# Exercise objective
Identify the line that contains "Please locate the white ceiling" in the material. Output it and every line after it, unchanged, through the end.

# Materials provided
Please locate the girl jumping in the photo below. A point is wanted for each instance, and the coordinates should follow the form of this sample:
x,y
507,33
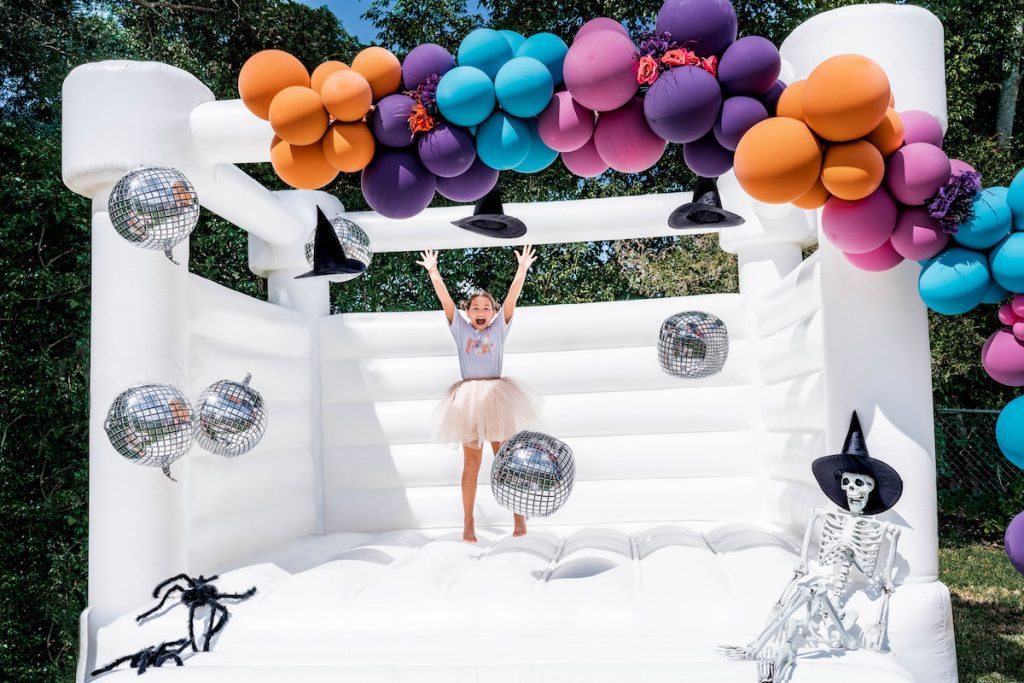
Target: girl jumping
x,y
484,407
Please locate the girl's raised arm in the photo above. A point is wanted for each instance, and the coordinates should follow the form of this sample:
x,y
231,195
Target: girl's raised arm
x,y
525,258
430,263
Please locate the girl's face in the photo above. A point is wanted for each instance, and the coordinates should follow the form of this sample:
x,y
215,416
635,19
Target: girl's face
x,y
479,312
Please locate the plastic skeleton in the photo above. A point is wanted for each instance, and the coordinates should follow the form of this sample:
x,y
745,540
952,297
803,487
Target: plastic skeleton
x,y
812,608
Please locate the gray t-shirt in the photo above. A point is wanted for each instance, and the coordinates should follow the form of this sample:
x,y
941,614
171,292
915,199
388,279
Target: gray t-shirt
x,y
479,352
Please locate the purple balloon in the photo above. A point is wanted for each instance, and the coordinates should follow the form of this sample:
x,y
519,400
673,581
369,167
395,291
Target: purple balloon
x,y
683,103
738,115
750,67
396,184
424,60
471,185
706,157
707,27
390,121
448,150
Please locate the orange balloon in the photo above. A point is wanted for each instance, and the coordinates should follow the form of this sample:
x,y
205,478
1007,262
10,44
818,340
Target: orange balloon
x,y
347,95
349,146
322,73
814,199
264,75
790,101
297,116
846,97
381,69
778,160
852,170
888,135
303,167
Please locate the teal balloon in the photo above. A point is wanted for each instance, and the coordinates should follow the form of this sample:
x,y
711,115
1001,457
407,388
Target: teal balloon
x,y
540,156
954,282
989,224
1010,431
549,49
465,95
1007,262
486,49
503,141
523,87
513,38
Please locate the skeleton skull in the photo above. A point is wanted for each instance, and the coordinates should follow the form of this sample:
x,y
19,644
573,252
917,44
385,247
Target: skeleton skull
x,y
858,487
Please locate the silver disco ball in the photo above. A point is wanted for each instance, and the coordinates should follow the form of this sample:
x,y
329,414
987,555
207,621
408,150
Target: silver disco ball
x,y
151,424
155,208
353,240
693,344
532,474
231,418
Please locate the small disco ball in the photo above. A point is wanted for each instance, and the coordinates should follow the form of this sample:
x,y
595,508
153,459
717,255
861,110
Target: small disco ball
x,y
151,424
231,418
532,474
155,208
693,344
353,240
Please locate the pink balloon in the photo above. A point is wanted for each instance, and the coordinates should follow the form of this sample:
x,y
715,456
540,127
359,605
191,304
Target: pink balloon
x,y
600,70
1003,357
625,140
883,258
861,225
918,237
585,162
565,125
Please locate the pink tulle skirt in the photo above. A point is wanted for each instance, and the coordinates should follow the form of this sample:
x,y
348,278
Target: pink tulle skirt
x,y
478,412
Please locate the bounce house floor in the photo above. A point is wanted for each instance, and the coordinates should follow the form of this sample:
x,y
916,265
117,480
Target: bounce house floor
x,y
609,603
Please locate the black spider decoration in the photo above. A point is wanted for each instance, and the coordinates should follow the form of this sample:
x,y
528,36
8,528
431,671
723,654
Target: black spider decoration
x,y
198,593
150,656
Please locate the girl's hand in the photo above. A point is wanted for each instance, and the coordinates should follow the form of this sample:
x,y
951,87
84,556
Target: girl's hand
x,y
526,257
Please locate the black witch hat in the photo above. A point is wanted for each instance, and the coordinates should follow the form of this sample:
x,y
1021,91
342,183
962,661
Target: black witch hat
x,y
706,209
854,459
488,218
329,255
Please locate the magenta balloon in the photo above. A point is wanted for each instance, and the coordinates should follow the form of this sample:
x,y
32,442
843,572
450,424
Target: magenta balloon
x,y
585,162
1003,357
706,157
564,124
683,103
707,27
396,184
918,237
738,115
921,127
861,225
915,171
471,185
600,70
625,140
750,67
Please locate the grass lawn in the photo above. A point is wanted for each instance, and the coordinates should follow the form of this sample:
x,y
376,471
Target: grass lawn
x,y
988,610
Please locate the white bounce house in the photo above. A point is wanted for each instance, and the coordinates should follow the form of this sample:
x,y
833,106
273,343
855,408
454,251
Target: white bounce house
x,y
691,497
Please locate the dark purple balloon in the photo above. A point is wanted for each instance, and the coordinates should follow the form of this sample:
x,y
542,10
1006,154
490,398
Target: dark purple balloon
x,y
750,67
390,121
448,150
738,116
424,60
706,157
683,103
396,184
471,185
707,27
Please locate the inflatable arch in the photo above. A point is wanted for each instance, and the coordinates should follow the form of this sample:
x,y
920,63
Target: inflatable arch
x,y
690,498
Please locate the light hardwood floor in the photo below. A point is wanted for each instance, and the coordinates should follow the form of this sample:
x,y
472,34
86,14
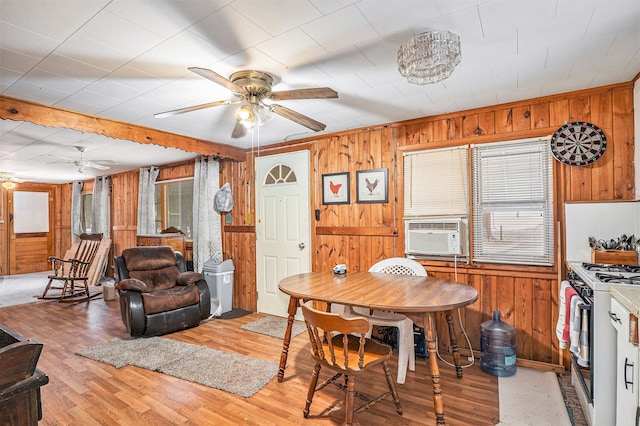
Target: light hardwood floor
x,y
87,392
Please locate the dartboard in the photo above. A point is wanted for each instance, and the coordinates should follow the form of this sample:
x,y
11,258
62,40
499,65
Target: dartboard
x,y
578,143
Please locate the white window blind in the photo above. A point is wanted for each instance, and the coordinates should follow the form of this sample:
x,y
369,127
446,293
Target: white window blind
x,y
436,183
513,202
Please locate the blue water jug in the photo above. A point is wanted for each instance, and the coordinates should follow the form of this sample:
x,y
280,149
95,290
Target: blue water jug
x,y
497,347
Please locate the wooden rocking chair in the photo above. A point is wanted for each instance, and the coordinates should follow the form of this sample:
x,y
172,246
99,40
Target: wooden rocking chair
x,y
84,264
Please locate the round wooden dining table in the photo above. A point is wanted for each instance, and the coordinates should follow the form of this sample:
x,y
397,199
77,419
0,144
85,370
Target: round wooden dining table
x,y
414,296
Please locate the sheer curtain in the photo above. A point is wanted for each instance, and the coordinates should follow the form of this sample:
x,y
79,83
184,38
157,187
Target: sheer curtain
x,y
207,232
146,200
76,210
100,205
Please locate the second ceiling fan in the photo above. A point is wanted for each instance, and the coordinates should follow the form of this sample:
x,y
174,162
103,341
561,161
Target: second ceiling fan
x,y
252,89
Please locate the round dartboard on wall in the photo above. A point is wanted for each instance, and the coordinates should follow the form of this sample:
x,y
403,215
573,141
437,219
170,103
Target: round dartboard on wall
x,y
578,143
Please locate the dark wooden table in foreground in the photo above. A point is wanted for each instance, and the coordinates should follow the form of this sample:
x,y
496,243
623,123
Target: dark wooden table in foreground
x,y
416,297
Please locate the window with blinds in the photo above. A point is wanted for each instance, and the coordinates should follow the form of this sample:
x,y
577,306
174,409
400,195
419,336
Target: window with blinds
x,y
436,183
513,202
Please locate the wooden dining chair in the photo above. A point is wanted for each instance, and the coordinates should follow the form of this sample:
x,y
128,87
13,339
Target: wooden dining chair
x,y
406,349
340,344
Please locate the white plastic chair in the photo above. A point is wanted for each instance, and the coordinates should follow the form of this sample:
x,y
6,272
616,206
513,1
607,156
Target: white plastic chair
x,y
406,351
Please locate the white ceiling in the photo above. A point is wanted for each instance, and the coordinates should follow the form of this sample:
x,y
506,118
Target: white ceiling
x,y
127,60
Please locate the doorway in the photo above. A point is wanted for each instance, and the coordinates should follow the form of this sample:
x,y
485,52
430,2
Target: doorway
x,y
283,226
29,219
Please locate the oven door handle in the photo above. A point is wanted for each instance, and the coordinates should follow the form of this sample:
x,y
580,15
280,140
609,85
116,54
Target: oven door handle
x,y
626,380
614,317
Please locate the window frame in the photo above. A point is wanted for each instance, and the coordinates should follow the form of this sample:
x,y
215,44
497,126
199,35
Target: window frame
x,y
161,200
470,233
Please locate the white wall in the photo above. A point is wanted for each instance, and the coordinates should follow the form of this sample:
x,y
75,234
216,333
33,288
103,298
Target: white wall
x,y
601,220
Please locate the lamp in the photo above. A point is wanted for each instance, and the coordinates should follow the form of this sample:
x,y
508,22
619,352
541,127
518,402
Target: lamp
x,y
429,57
246,117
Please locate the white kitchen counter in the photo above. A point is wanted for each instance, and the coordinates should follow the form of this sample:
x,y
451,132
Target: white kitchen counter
x,y
629,297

# Exercise result
Please locate the white ceiling in the photo above. A point is wanted for each instance, and the coordinates should follow the form of this sample:
x,y
506,118
Target: white ceiling
x,y
127,60
Please locate the doorway in the photo above. A point is wanted for each instance, and the coordinates should follow the form of this sample:
x,y
485,52
430,2
Target: doorway
x,y
283,226
29,219
Please locate the oven door handle in the photo above. A point is wanted for each instance, and the coordinates should follow the form of this sample:
x,y
580,15
280,140
609,85
116,54
Target: oven door handle
x,y
626,380
614,317
Please locate the window frame in the photo above. A point is wanted for each instance, and the coordinates should follow the form of this sample:
x,y
215,44
497,126
199,35
Target: window frame
x,y
161,200
470,233
Please locate the white wall in the photo above. A point is wanted for each instance, and the coordinates should follow the form of this sample:
x,y
75,234
216,333
33,288
103,298
Target: white wall
x,y
601,220
Please locate the lamp in the photo above. A point is wanted for each instance, and the coordinates should follow the form of this sample:
x,y
508,22
619,352
541,127
518,402
Target: lamp
x,y
429,57
246,117
Please locate the white kitchen counter in the photo above. A point is wanted for each instance, and the coordinates should follow the form of this sample:
x,y
451,132
Target: white kitchen counter
x,y
629,297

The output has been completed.